• Input data:
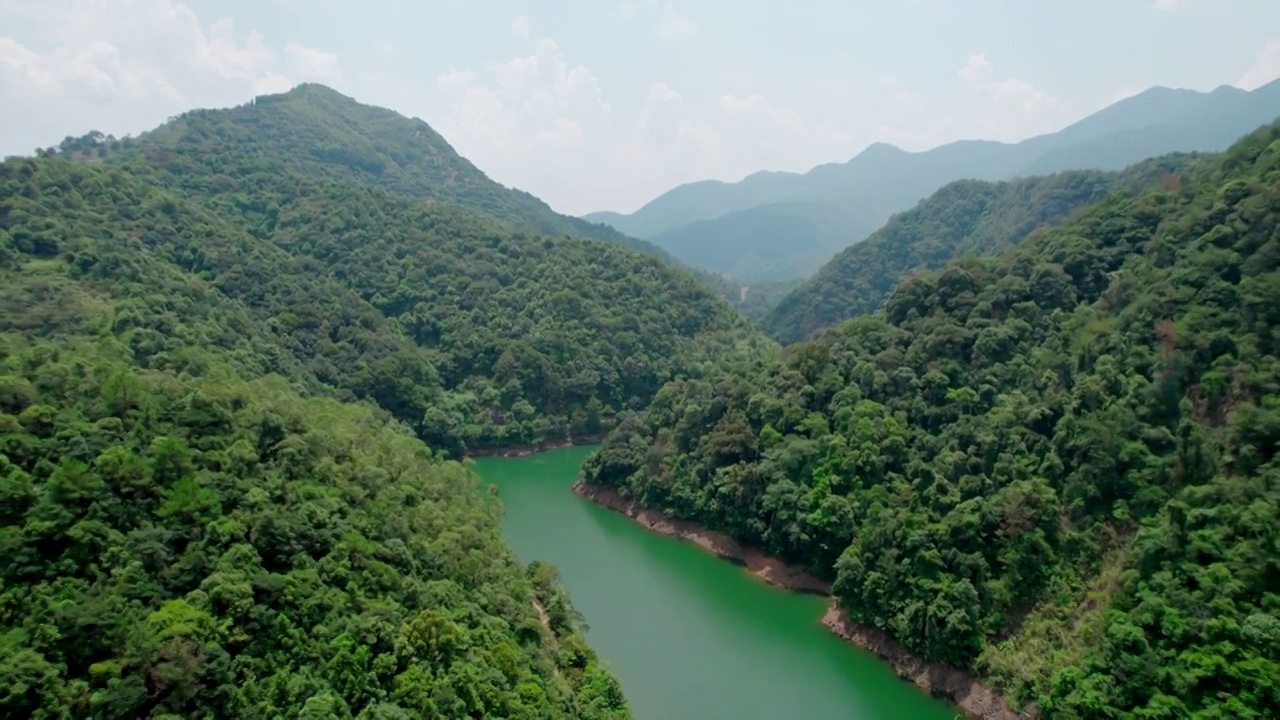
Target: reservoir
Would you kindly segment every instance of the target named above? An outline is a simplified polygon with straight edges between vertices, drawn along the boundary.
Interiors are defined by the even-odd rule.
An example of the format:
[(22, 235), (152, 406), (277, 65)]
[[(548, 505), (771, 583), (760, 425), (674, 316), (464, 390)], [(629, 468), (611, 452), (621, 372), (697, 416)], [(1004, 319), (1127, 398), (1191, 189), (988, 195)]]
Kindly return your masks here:
[(766, 585), (575, 495), (595, 448), (478, 458), (520, 559), (560, 569), (638, 720), (952, 720), (956, 710), (819, 624), (826, 599)]

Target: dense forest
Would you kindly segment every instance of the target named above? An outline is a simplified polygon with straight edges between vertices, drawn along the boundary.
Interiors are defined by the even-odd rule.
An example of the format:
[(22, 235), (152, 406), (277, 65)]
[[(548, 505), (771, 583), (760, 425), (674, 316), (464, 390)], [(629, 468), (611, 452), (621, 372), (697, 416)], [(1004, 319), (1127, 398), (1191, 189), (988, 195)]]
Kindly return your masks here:
[(1013, 247), (1109, 192), (1141, 192), (1167, 181), (1192, 159), (1168, 155), (1115, 173), (1079, 170), (1005, 182), (953, 182), (838, 253), (760, 323), (779, 342), (811, 340), (823, 328), (878, 310), (913, 271)]
[[(422, 120), (358, 103), (314, 83), (278, 95), (261, 95), (235, 108), (192, 110), (138, 138), (116, 140), (90, 133), (68, 138), (59, 149), (108, 160), (139, 152), (153, 157), (172, 153), (191, 162), (225, 152), (261, 155), (291, 175), (464, 206), (513, 232), (593, 238), (663, 255), (650, 243), (605, 225), (560, 215), (534, 196), (494, 182)], [(222, 164), (224, 172), (229, 169)], [(235, 175), (219, 180), (226, 182), (230, 177)], [(175, 182), (202, 179), (207, 180), (171, 177)]]
[(583, 475), (808, 566), (1043, 717), (1273, 718), (1278, 323), (1273, 125), (669, 383)]
[(181, 320), (195, 344), (239, 348), (242, 372), (373, 399), (454, 454), (599, 432), (667, 380), (768, 345), (659, 259), (295, 169), (299, 147), (236, 134), (237, 112), (269, 104), (184, 116), (163, 143), (100, 142), (101, 158), (66, 143), (7, 162), (5, 230), (53, 263), (11, 282), (35, 293), (61, 270), (127, 295), (111, 331), (144, 367), (176, 362), (174, 315), (199, 315), (198, 331)]
[(468, 469), (213, 357), (153, 372), (122, 343), (34, 340), (12, 300), (0, 714), (627, 716)]
[(223, 130), (0, 164), (0, 715), (627, 717), (449, 455), (600, 427), (737, 316)]

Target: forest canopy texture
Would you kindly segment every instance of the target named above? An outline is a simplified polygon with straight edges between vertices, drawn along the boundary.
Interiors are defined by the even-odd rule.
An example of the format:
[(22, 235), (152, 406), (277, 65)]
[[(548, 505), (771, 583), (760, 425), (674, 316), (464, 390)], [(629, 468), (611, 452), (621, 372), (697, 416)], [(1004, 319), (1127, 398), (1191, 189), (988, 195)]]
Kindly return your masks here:
[(1194, 160), (1166, 155), (1117, 172), (1072, 170), (1002, 182), (959, 180), (841, 250), (778, 299), (760, 320), (782, 343), (810, 340), (843, 320), (879, 310), (910, 273), (965, 255), (991, 255), (1060, 223), (1107, 194), (1141, 192)]
[(769, 344), (658, 258), (511, 230), (561, 226), (443, 142), (305, 85), (139, 139), (68, 139), (5, 166), (8, 252), (52, 263), (17, 268), (18, 291), (69, 278), (120, 298), (110, 331), (143, 367), (226, 350), (250, 376), (373, 400), (454, 455), (598, 433)]
[(0, 715), (628, 717), (450, 458), (592, 432), (745, 325), (465, 161), (410, 197), (326, 150), (404, 130), (334, 96), (0, 164)]
[(1043, 717), (1275, 717), (1278, 220), (1273, 125), (669, 383), (584, 477), (807, 565)]

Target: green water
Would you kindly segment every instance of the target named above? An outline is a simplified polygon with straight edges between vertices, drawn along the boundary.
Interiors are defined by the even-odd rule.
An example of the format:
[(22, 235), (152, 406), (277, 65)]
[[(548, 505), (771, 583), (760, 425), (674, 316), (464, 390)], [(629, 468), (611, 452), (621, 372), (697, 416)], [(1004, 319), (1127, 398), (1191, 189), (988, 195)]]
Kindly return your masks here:
[(956, 711), (819, 624), (823, 598), (761, 582), (573, 494), (593, 448), (480, 458), (503, 531), (560, 568), (639, 720), (952, 720)]

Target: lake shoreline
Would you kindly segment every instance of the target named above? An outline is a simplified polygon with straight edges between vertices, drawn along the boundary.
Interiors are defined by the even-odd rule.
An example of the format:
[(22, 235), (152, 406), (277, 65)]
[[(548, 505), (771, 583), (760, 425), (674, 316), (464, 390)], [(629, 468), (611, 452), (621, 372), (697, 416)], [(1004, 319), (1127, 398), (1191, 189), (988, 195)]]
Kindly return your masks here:
[(738, 542), (726, 533), (708, 529), (691, 520), (672, 518), (644, 507), (617, 490), (591, 485), (579, 479), (573, 492), (601, 507), (626, 515), (644, 528), (660, 535), (687, 540), (717, 556), (745, 567), (761, 580), (793, 592), (830, 598), (822, 624), (837, 637), (889, 663), (898, 677), (932, 695), (945, 697), (974, 718), (982, 720), (1034, 720), (1038, 713), (1028, 708), (1020, 713), (1011, 708), (1004, 695), (985, 685), (972, 673), (943, 663), (931, 663), (912, 655), (888, 633), (859, 625), (836, 603), (831, 584), (800, 568), (766, 555), (758, 548)]
[(560, 440), (543, 440), (533, 445), (501, 445), (498, 447), (479, 447), (469, 449), (463, 453), (466, 458), (481, 457), (504, 457), (517, 458), (527, 457), (548, 450), (564, 450), (566, 448), (578, 447), (579, 445), (598, 445), (604, 442), (607, 432), (592, 433), (590, 435), (581, 435), (578, 437), (561, 438)]

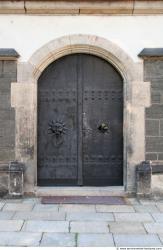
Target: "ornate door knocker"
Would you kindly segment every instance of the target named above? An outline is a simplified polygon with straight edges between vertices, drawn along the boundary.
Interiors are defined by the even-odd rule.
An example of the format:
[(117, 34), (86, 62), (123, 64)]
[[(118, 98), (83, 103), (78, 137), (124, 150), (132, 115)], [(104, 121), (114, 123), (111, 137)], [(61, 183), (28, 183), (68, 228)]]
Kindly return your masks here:
[(63, 143), (63, 135), (68, 130), (65, 124), (59, 120), (52, 120), (48, 123), (48, 134), (55, 136), (56, 145)]

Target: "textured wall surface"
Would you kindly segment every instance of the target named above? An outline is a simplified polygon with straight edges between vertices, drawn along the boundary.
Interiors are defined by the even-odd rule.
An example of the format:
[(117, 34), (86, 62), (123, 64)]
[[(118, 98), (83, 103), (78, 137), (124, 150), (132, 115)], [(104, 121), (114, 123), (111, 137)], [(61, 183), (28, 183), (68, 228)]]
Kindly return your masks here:
[(163, 59), (148, 59), (144, 65), (152, 100), (146, 109), (146, 159), (163, 161)]
[(0, 60), (0, 161), (15, 158), (15, 111), (11, 108), (11, 82), (17, 79), (16, 61)]
[[(14, 1), (15, 2), (15, 1)], [(38, 1), (39, 2), (39, 1)], [(155, 16), (53, 16), (0, 15), (0, 48), (14, 48), (21, 61), (62, 36), (86, 34), (115, 43), (139, 61), (143, 48), (162, 47), (163, 15)]]

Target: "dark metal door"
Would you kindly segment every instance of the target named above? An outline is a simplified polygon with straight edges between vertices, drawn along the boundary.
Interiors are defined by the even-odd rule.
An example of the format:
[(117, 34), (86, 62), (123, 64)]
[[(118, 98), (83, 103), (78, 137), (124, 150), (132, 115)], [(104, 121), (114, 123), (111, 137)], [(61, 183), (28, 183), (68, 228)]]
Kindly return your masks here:
[(40, 76), (38, 185), (123, 185), (123, 81), (105, 60), (69, 55)]

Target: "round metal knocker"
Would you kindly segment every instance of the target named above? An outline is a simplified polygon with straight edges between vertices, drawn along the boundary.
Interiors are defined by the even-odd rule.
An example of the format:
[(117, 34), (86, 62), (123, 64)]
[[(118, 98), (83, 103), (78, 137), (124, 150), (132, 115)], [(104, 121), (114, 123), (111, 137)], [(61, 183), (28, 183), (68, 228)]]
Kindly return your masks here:
[(98, 126), (98, 130), (99, 130), (101, 133), (108, 133), (108, 132), (109, 132), (109, 125), (103, 122), (103, 123), (101, 123), (101, 124)]

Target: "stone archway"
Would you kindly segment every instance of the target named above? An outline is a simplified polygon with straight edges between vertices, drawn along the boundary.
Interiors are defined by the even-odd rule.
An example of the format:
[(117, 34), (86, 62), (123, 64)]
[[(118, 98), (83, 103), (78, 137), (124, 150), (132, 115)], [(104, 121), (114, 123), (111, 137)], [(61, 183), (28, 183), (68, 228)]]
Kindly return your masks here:
[(135, 166), (145, 158), (145, 107), (150, 85), (143, 82), (143, 64), (135, 63), (121, 48), (90, 35), (58, 38), (18, 64), (18, 82), (12, 84), (11, 103), (16, 110), (16, 159), (26, 165), (25, 192), (37, 189), (37, 80), (56, 59), (74, 53), (97, 55), (117, 68), (124, 80), (124, 186), (135, 191)]

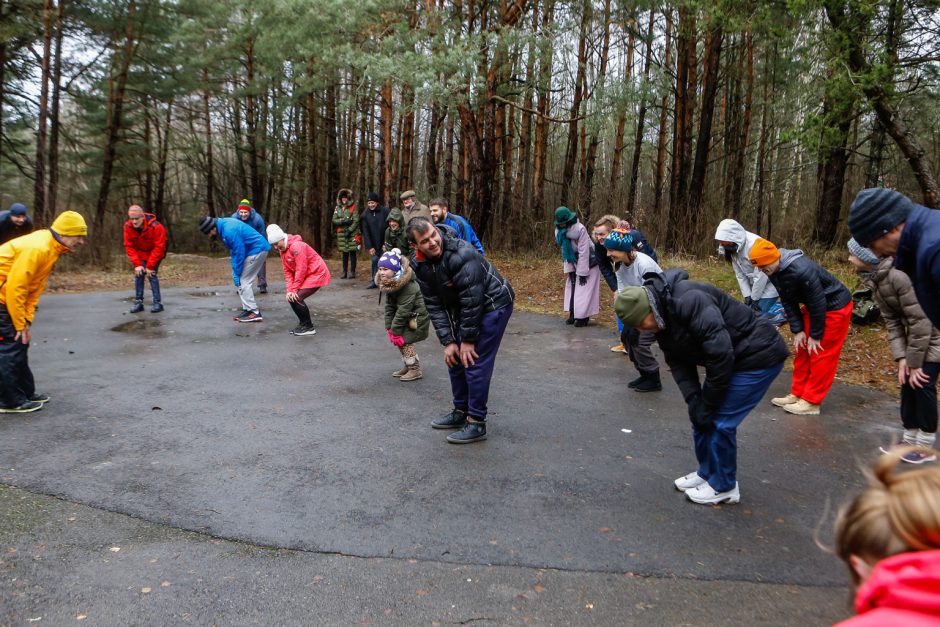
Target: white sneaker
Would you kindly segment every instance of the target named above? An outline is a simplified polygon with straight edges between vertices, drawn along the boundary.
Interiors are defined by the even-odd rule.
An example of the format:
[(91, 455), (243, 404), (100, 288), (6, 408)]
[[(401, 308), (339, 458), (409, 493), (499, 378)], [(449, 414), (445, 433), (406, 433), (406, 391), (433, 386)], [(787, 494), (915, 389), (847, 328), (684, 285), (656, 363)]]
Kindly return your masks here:
[(738, 490), (738, 482), (734, 482), (734, 489), (727, 492), (715, 492), (715, 488), (703, 482), (697, 488), (685, 491), (685, 495), (693, 503), (701, 505), (719, 505), (720, 503), (740, 503), (741, 491)]
[(783, 411), (788, 414), (796, 414), (797, 416), (818, 416), (819, 405), (810, 403), (808, 400), (801, 398), (795, 403), (784, 405)]
[(699, 487), (700, 485), (705, 483), (705, 480), (699, 476), (698, 471), (696, 470), (696, 471), (690, 472), (687, 475), (683, 475), (679, 477), (678, 479), (673, 481), (673, 483), (676, 486), (676, 490), (678, 490), (679, 492), (685, 492), (686, 490), (691, 490), (692, 488)]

• Exercise directions: Search the listing for "metal" and copy each line holding it.

• Answer to this problem:
Target: "dark metal door"
Target: "round metal knocker"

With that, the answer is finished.